A security consultant with a clear-eyed view of how Ghana’s recruitment crisis unfolded has a direct prescription for fixing it, and it starts with the Interior Minister getting out of the way.
Richard Kumadoe, speaking on Joy News’ The Pulse, delivered a candid assessment of why the ongoing security services recruitment exercise has descended into confusion, frustration, and public outcry, and he placed responsibility firmly at the door of a centralized approach that he says was poorly conceived and poorly communicated from the outset.
His argument is straightforward: the agencies themselves are not the problem. The problem is the minister’s office.
“The BNI is recruiting people, EOCO might be recruiting people, the military is recruiting people, and they are doing it in line with standard procedure, and it doesn’t create any problem for anybody,” he noted, pointing to a parallel universe of security agency recruitment happening smoothly and without controversy, precisely because it is being managed by the institutions that know their own requirements best.
The contrast with the Interior Ministry-led exercise, which has seen close to half a million applicants competing for roughly 5,000 positions amid widespread complaints about the process, could not be starker. Kumadoe attributed the chaos not to the scale of the challenge but to the manner in which the minister chose to approach it, the language used, the methodology adopted, and the centralized structure imposed, all of which, in his view, created the conditions for exactly the kind of public uproar that has followed.
“The language the Minister of Interior used, and the approach he set in place, is what has created this public uproar and what has created the judgment that is affecting him and his government,” he said.
##############################
| EXPLORE THE MATERIAL |
**A)** Revise the passage on Ghana's security recruitment from "Richard Kumadoe, speaking" up to and including "own requirements best.", with "candid" changed to "frank".
**B)** Write what comes next in the passage on Ghana's security recruitment, picking up after its last sentence.

| EXTRACTED INFORMATION |
##############################
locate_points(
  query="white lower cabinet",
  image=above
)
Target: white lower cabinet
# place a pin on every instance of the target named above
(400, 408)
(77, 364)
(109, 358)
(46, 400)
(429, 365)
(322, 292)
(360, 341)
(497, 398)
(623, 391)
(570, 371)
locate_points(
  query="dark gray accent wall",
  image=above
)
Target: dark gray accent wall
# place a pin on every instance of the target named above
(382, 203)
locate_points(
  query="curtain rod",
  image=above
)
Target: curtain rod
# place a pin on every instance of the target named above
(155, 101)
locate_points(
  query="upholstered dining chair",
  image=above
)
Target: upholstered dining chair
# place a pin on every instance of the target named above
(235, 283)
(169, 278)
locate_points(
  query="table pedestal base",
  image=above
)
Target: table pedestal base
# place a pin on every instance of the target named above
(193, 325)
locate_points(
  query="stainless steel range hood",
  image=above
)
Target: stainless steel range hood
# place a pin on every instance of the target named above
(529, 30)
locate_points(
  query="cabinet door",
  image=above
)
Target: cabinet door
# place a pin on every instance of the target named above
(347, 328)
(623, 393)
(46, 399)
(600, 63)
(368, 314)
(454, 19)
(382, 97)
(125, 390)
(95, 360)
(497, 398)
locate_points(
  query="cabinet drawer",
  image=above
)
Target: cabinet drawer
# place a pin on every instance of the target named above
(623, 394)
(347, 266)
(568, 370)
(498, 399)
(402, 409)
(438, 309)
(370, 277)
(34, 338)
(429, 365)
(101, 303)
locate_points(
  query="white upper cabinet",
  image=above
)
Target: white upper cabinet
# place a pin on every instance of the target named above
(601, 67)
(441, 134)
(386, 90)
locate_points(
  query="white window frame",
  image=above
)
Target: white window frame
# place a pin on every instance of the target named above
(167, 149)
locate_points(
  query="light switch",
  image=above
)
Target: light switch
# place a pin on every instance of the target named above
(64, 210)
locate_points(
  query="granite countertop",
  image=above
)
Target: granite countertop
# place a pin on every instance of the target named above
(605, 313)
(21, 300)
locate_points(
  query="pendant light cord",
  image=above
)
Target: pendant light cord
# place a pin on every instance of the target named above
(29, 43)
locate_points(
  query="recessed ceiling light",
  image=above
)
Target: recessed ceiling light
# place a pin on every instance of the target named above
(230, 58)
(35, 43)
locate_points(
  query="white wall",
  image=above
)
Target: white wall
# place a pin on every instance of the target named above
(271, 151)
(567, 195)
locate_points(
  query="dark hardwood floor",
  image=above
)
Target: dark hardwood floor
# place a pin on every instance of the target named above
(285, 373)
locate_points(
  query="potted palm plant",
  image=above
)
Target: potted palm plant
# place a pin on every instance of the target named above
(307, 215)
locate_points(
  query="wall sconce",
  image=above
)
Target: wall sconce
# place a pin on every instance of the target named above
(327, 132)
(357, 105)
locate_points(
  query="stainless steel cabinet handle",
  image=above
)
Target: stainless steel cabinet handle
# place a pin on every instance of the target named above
##############################
| SET OF ANSWERS |
**A)**
Richard Kumadoe, speaking on Joy News’ The Pulse, delivered a frank assessment of why the ongoing security services recruitment exercise has descended into confusion, frustration, and public outcry, and he placed responsibility firmly at the door of a centralized approach that he says was poorly conceived and poorly communicated from the outset.
His argument is straightforward: the agencies themselves are not the problem. The problem is the minister’s office.
“The BNI is recruiting people, EOCO might be recruiting people, the military is recruiting people, and they are doing it in line with standard procedure, and it doesn’t create any problem for anybody,” he noted, pointing to a parallel universe of security agency recruitment happening smoothly and without controversy, precisely because it is being managed by the institutions that know their own requirements best.

**B)**
His solution is as direct as his diagnosis: hand the process back to the individual agencies and let them run their own recruitment exercises according to established institutional procedures, the same way the military, BNI, and EOCO have been doing without incident.
“I am urging the Minister to step aside and allow the agencies to do their recruitment, and we will be fine. This should serve as a lesson to all politicians, whether those in power now or those out of power,” Kumadoe said.
The consultant did not stop at process criticism. He widened his remarks into a broader observation about the administrative culture that he believes is holding Ghana back, describing what he called “ineptitude, arrogance, and lack of resourcefulness” as qualities that have contributed to the country’s current challenges, and implicitly challenging those in positions of authority to reflect honestly on whether those descriptions apply to their own conduct.
For the hundreds of thousands of young Ghanaians who applied for security services positions and found themselves navigating a chaotic, confusing, and demoralising process, Kumadoe’s message may offer little immediate comfort. But his prescription, give the agencies their autonomy back, is one that experience, and the evidence of the current crisis, appears to support.